Saved entries
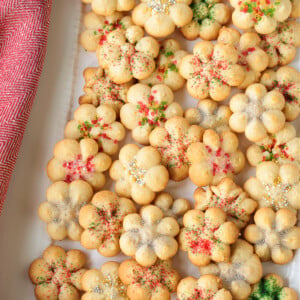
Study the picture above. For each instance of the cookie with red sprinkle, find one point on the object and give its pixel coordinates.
(155, 282)
(148, 108)
(281, 45)
(209, 115)
(215, 158)
(61, 210)
(96, 123)
(100, 89)
(74, 160)
(57, 274)
(139, 173)
(262, 15)
(172, 141)
(257, 112)
(212, 70)
(167, 66)
(124, 60)
(228, 196)
(281, 147)
(107, 8)
(104, 283)
(250, 55)
(160, 18)
(274, 235)
(207, 236)
(102, 222)
(287, 81)
(207, 287)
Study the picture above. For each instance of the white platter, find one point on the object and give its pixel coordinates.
(23, 235)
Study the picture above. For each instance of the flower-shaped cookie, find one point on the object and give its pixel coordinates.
(208, 17)
(250, 55)
(61, 210)
(272, 286)
(207, 236)
(57, 274)
(207, 287)
(209, 115)
(230, 198)
(281, 44)
(275, 185)
(139, 173)
(149, 236)
(257, 112)
(102, 222)
(167, 66)
(78, 160)
(243, 270)
(274, 234)
(172, 142)
(282, 147)
(100, 89)
(287, 81)
(211, 70)
(109, 7)
(104, 283)
(96, 123)
(98, 27)
(151, 283)
(161, 17)
(148, 108)
(172, 208)
(124, 60)
(262, 15)
(215, 158)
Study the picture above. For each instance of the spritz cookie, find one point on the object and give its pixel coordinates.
(207, 287)
(78, 160)
(104, 283)
(287, 81)
(275, 185)
(96, 123)
(109, 7)
(149, 283)
(274, 234)
(61, 210)
(208, 18)
(281, 147)
(243, 270)
(97, 28)
(102, 222)
(209, 115)
(148, 108)
(271, 286)
(281, 45)
(215, 158)
(171, 207)
(124, 60)
(57, 274)
(211, 70)
(161, 17)
(257, 112)
(207, 236)
(172, 141)
(263, 16)
(149, 236)
(100, 89)
(167, 66)
(228, 196)
(139, 173)
(250, 55)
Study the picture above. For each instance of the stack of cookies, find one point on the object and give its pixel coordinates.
(228, 230)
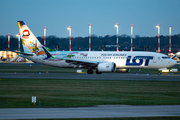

* **Assigned task**:
Line for line, restate the data above and omit every picture.

* **Answer below**:
Study the picture above. For each instance of the cookie with red sprinkle, find one point on the object and give its pixel coordinates.
(155, 282)
(148, 108)
(281, 45)
(209, 115)
(215, 158)
(61, 210)
(96, 123)
(100, 89)
(74, 160)
(57, 274)
(139, 173)
(262, 15)
(172, 141)
(257, 112)
(212, 70)
(167, 66)
(124, 60)
(228, 196)
(281, 147)
(107, 8)
(104, 283)
(250, 55)
(160, 18)
(274, 235)
(207, 236)
(102, 222)
(287, 81)
(207, 287)
Study the picture above. For each instance of the white platter, find one point on the object and give its pixel coordinates.
(23, 235)
Study the picture above. For each instance of the flower-shaped cookie, find one point on the object and give its pixel coordinates.
(208, 17)
(250, 55)
(61, 210)
(272, 286)
(207, 236)
(57, 274)
(207, 287)
(209, 115)
(230, 198)
(281, 44)
(275, 185)
(139, 173)
(149, 236)
(257, 112)
(102, 222)
(167, 66)
(78, 160)
(243, 270)
(274, 234)
(172, 142)
(282, 147)
(100, 89)
(287, 81)
(211, 70)
(109, 7)
(104, 283)
(96, 123)
(98, 27)
(151, 283)
(161, 17)
(148, 108)
(172, 208)
(124, 60)
(262, 15)
(215, 158)
Study the picture above. For each instance of the spritz cookie, find one point on the object and give its pixel coordinates.
(207, 287)
(78, 160)
(104, 283)
(287, 81)
(275, 185)
(96, 123)
(109, 7)
(149, 283)
(274, 234)
(61, 210)
(208, 18)
(281, 147)
(243, 270)
(97, 28)
(102, 222)
(209, 115)
(148, 108)
(271, 286)
(281, 45)
(215, 158)
(171, 207)
(124, 60)
(57, 274)
(211, 70)
(161, 17)
(257, 112)
(207, 236)
(172, 141)
(263, 16)
(149, 236)
(100, 89)
(167, 66)
(228, 196)
(139, 173)
(250, 55)
Study the picture above. For each instance of the stack of cookies, find one point on the object and give its pixel coordinates.
(228, 230)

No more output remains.